* **Work to do**:
Pull out each line of the listing below that contains the word "arched", and copy those lines in their original order.

* **Exercise input**:
···

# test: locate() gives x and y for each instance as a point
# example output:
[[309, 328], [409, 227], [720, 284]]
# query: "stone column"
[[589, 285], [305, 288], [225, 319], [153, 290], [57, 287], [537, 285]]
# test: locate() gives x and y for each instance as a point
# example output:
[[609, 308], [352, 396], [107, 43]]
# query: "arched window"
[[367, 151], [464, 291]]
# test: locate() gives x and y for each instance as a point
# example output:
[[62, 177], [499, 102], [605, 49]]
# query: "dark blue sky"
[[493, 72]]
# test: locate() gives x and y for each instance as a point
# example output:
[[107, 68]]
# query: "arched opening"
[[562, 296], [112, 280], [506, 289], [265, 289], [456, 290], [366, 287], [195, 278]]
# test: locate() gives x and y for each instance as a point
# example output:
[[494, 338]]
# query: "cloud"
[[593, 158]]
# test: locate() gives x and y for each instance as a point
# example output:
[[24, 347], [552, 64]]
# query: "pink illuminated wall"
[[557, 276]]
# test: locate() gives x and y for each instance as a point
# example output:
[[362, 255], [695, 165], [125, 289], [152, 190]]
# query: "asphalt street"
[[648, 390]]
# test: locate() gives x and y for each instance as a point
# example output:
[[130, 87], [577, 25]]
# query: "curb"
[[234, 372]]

···

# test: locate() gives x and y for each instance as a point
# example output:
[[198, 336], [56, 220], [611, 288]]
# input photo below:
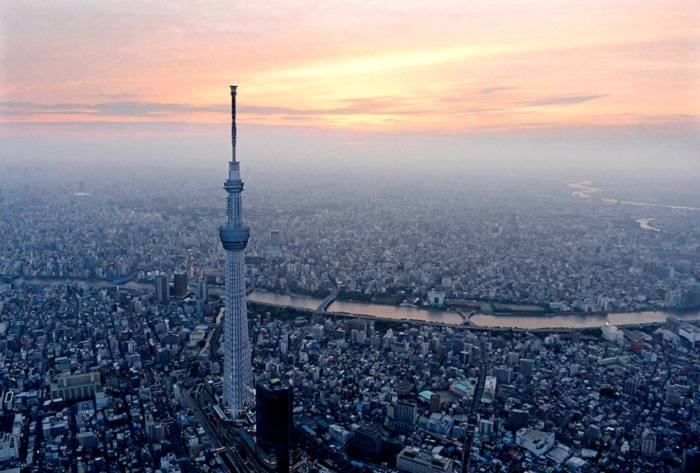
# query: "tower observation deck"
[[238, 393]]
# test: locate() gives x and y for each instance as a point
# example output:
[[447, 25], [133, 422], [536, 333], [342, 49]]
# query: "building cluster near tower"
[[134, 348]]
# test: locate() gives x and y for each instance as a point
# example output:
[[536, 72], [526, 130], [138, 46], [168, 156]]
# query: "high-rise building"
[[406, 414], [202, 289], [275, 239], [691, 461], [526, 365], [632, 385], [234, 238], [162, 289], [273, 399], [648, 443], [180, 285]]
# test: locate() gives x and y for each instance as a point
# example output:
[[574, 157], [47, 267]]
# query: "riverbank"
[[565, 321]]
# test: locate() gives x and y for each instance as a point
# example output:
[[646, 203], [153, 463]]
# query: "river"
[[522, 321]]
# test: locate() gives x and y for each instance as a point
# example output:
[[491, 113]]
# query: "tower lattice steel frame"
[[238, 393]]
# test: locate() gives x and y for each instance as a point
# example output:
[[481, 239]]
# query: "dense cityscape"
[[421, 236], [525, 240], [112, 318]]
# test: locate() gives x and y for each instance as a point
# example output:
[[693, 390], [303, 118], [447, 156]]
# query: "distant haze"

···

* **Correct answer**:
# query: "arched window"
# query: "arched opening"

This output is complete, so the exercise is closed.